(Problems):
1. Quote the passage of the mosaic dataset excerpt starting with "- Master (or" and going on through "images or services.".
2. Lay out the lines of the rows as a Markdown table with the columns Line No and Text, starting with the line containing "Locate every sandy" and going on through the final line of the rows. Omit blank lines and leave the pictures out.

(Source excerpt):
****
Mosaic dataset organization
The mosaic dataset is the optimal data structure to manage, display, and publish your collection of elevation data, because it can manage all the different raster file formats and resolutions, and the files are maintained in their original format on disk. It also has many options for displaying and processing your elevation data, such as the dynamic mosaicking that allows the best resolution to display at appropriate scales, and functions used to process the data to create multiple products without copying the source data.
Functions specific to elevation data are Hillshade, Shaded Relief, Aspect, and Slope.
It is advantageous to separate mosaic datasets into two types: those that are primarily used for management and those that provide other data representations (such as hillshade) and are published. This separation can aid in organization. You can manage your imagery within a mosaic dataset, but use another mosaic dataset to share or disseminate (publish) the contents.
Here's an overview of the different types of mosaic datasets and what purpose they may serve:
- Source—Used for managing imagery. It generally contains a collection of similar imagery. You may use a number of these source mosaic datasets to manage different collections, such as SRTM and NED. These can be published directly or (more often) used as the source for other mosaic datasets.
- Master (or derived)—Used to compile multiple sources into a single mosaic dataset. The source of a master mosaic dataset is generally one or more source mosaic datasets but can also include other images or services.
- Referenced—A unique type of mosaic dataset, which is mainly used to share or publish the imagery. It is created using one mosaic dataset as input and does not allow the items in the table to be edited, therefore, keeping the inputs safe from alteration. It's often used to provide differently processed outputs of the source or master mosaic dataset inputs.
The source and master (derived) mosaic datasets are symbolic names used to help convey an understanding of the organizational structure of mosaic datasets, whereas a reference mosaic dataset is a physically different form of a mosaic dataset.
****
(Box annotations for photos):
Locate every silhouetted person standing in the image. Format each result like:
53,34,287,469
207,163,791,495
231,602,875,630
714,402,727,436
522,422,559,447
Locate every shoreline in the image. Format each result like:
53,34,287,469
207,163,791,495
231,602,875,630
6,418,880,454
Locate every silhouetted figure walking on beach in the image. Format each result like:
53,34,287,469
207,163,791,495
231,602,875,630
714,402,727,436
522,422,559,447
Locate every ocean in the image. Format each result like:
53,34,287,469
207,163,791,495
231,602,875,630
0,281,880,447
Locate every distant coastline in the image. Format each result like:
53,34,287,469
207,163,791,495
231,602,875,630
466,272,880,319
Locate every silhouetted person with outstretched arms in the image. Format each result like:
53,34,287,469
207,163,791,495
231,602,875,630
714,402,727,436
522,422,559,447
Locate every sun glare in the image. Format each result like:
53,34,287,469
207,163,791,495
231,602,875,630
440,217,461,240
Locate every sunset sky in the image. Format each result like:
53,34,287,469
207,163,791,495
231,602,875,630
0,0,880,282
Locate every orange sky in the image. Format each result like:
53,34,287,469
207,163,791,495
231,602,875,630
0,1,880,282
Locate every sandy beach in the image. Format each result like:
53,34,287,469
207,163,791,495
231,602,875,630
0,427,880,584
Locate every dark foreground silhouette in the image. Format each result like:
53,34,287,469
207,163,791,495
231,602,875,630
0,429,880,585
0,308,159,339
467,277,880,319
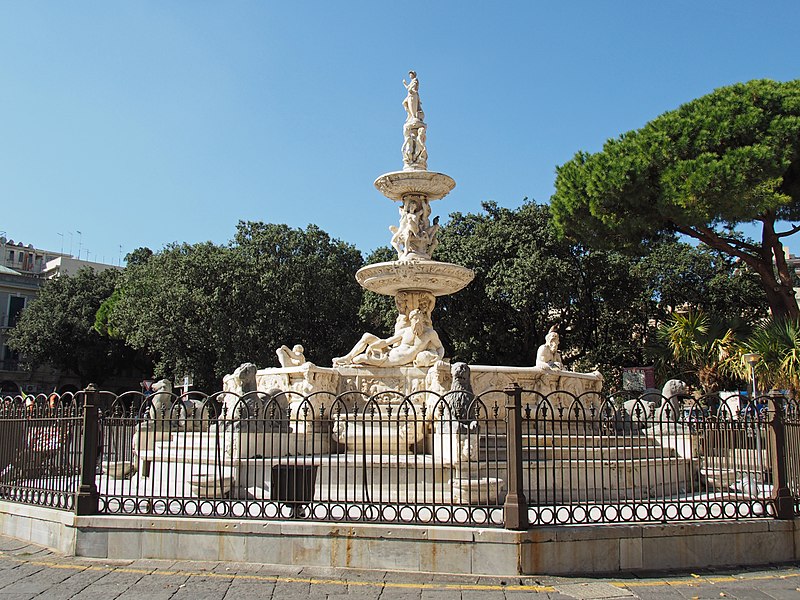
****
(Exercise answers):
1.
- Master (or derived)—Used to compile multiple sources into a single mosaic dataset. The source of a master mosaic dataset is generally one or more source mosaic datasets but can also include other images or services.

2.
| Line No | Text |
|---|---|
| 1 | Locate every sandy beach in the image. Format each result like: |
| 2 | 53,34,287,469 |
| 3 | 207,163,791,495 |
| 4 | 231,602,875,630 |
| 5 | 0,427,880,584 |
| 6 | Locate every dark foreground silhouette in the image. Format each result like: |
| 7 | 53,34,287,469 |
| 8 | 207,163,791,495 |
| 9 | 231,602,875,630 |
| 10 | 0,429,880,585 |
| 11 | 0,308,159,339 |
| 12 | 467,277,880,319 |